Stated task:
Which lines of the material below contain the word "mountain"? Report each of those lines in full, and treat capital and lowercase letters as different.
* Begin *
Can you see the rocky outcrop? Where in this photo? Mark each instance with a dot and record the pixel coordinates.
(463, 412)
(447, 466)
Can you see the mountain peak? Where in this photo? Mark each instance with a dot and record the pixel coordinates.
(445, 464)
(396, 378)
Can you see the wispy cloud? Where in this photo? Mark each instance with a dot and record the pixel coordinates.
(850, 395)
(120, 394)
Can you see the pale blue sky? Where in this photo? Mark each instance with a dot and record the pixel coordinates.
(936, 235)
* End *
* Begin *
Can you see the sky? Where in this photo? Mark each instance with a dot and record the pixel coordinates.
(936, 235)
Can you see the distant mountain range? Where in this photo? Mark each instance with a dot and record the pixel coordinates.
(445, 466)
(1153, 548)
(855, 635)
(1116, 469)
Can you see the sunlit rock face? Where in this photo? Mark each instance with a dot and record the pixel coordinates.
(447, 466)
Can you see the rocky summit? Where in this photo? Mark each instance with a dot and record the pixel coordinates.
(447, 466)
* End *
Answer to this exercise:
Can you see the mountain peak? Where in this photo? Mark each instance with a dot and record the pixel coordinates.
Can you see the distant mountain range? Where in this photo? Mark each instance with a dot and record the pixel coordinates.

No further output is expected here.